** Opening Source extract block **
Men and Women sitting in circle

The Essential Role of Peer Support for SUD Recovery

The path from initiating treatment for addiction can feel lonely and frightening. To help, many organizations are partnering with individuals who have gone through treatment themselves to ensure that new clients with substance use disorder have someone to turn to—someone who has been through a similar experience.

Research has shown that when an individual with substance use disorder has support from a peer, they have increased rates of treatment initiation, lower dropout rates, heightened community support, and better reintegration into the community after treatment.

What are Peer Support Services?

Peer support services are delivered by individuals who are in recovery themselves from substance use disorder. Peers can provide non-clinical, strength-based support due to their own recovery and lived experience. They share their lived experiences and give practical guidance without judgment.
** Closing Source extract block **
** Opening Information block **
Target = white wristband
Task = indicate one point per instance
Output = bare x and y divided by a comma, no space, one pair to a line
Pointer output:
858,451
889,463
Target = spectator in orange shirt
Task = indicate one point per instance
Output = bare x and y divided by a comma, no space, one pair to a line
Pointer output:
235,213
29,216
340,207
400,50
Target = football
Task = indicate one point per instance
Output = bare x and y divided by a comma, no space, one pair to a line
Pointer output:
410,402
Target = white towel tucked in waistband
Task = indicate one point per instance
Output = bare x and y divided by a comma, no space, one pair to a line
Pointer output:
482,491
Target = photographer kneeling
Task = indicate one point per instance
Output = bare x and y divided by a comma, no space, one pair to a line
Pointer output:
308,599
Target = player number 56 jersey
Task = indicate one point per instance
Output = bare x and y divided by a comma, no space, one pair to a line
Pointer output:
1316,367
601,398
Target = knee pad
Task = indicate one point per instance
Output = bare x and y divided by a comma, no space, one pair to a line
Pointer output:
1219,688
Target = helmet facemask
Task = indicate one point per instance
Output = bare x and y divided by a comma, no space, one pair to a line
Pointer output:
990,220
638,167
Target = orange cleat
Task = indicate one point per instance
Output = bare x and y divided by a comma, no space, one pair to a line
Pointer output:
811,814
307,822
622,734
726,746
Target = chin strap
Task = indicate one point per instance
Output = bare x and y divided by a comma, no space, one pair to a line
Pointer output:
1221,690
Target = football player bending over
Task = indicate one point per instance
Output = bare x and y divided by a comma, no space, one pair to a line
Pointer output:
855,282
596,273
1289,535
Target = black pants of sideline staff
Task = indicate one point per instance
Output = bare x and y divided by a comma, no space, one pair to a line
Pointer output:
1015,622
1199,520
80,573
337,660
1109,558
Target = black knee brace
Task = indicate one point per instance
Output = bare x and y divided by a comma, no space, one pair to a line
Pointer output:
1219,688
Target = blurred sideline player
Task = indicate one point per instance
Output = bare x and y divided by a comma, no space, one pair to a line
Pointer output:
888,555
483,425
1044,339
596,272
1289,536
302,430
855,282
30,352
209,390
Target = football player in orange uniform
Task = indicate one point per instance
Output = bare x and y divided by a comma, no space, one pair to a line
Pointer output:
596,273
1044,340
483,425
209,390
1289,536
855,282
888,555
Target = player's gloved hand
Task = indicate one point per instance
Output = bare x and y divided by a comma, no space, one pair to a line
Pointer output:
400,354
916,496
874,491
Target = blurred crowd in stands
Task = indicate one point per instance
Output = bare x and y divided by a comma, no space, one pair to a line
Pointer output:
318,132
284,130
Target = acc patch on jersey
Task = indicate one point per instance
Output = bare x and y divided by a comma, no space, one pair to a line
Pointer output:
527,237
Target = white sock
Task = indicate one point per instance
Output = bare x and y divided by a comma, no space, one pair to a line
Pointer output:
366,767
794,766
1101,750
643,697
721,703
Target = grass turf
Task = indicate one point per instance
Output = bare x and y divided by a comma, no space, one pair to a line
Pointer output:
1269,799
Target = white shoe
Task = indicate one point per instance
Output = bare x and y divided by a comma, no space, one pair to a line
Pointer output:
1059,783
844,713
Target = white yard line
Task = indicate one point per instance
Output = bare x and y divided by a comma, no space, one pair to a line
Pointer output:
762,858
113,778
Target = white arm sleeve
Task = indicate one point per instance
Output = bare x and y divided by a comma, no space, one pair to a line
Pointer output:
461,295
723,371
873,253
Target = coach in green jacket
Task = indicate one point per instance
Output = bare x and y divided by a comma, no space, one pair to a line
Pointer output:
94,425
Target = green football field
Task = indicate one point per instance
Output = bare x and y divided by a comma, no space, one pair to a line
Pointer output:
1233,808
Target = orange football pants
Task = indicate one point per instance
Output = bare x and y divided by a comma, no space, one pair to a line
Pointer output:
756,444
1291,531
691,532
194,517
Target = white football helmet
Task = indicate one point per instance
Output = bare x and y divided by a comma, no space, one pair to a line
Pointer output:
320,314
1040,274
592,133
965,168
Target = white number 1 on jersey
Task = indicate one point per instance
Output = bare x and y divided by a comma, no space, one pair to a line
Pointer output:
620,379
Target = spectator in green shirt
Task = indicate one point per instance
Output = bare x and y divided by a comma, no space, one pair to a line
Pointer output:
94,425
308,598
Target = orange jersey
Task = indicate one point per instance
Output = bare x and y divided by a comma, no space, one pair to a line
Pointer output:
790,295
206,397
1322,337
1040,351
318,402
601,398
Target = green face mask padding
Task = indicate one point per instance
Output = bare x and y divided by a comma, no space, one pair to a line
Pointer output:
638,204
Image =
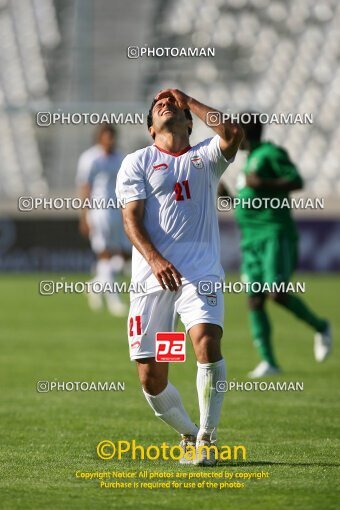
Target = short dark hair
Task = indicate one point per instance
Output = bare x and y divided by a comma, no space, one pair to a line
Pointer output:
105,127
252,126
149,119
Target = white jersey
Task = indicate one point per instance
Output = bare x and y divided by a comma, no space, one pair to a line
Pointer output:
180,207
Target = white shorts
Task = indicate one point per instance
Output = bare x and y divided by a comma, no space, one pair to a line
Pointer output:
159,311
107,232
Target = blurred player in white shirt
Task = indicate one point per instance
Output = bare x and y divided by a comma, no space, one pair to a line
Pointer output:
170,217
96,179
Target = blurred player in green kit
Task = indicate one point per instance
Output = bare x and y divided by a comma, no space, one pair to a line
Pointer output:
269,243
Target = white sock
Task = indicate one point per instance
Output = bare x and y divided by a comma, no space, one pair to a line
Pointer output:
168,406
210,400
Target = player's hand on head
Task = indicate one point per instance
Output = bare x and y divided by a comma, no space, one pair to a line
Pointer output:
180,97
166,274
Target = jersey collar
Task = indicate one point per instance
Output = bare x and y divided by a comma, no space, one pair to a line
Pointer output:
176,154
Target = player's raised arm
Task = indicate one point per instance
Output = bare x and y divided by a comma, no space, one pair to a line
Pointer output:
230,133
166,274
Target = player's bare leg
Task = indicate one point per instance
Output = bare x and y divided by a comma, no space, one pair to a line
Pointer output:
211,368
261,332
163,397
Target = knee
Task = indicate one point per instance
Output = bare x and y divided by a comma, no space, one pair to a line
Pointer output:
152,381
208,349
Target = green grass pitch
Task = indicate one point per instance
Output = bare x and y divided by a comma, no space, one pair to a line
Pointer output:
47,437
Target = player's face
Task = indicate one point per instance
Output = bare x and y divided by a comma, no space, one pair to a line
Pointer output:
107,141
166,113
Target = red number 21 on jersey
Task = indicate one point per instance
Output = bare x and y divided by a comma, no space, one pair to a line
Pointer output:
178,189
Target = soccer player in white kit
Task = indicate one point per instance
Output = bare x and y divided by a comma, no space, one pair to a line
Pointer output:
170,217
96,179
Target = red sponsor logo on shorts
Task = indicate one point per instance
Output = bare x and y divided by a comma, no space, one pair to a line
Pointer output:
170,347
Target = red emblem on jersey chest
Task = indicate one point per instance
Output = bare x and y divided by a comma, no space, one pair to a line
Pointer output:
161,166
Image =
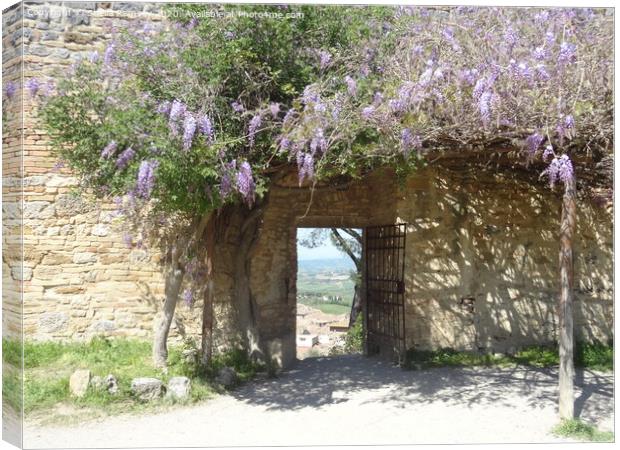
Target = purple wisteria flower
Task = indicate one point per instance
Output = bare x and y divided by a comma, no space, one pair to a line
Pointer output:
** Closing Information block **
# [Assignment A]
Rewrite the stretch from "The path from" through "a similar experience." in the text on peer support for SUD recovery, swapping "lonely" for "isolating".
# [Assignment B]
Please continue the text on peer support for SUD recovery from the point where it stops.

# [Task output A]
The path from initiating treatment for addiction can feel isolating and frightening. To help, many organizations are partnering with individuals who have gone through treatment themselves to ensure that new clients with substance use disorder have someone to turn to—someone who has been through a similar experience.

# [Task output B]
In addition to support received through therapists and case managers, peer support services can add a layer that complements and strengthens a recovery team. Peers are often employed to mentor and educate others through advocating for people in recovery, skill-building, leading recovery groups, goal setting,  recovery plan creation, providing resources, and building community and relationships[1].

The Benefits of Peer Support for People with SUD

  • Shared Lived Experience

Peers are influential in the outcome of an individual in treatment due to their shared lived experiences with substance use. They can share stories of their own recovery, their triumphs and mistakes, and how they balance and repair the relationships in their lives. It may have benefits for the peer support specialist, as well – many programs encourage the idea of sharing experiences as a way to sustain long-lasting recovery.

  • Collaborative Relationship

Substance use is often isolating.  People often have fewer social networks—especially healthy ones. There also tends to be higher rates of domestic violence and relationship problems, which makes it hard for an individual struggling with substance use disorder to find a way out or, at the very least, find a friend to lean on.

Peers offer a supportive, collaborative relationship for those undergoing treatment and those in recovery. Research has shown that those who have supportive relationships with family, friends, and peers are more likely to maintain sobriety[2].

  • Navigate the Barriers to Treatment

Many individuals with substance use disorder find it hard to step out of their day-to-day lives and get treatment because of the barriers that stand in their way.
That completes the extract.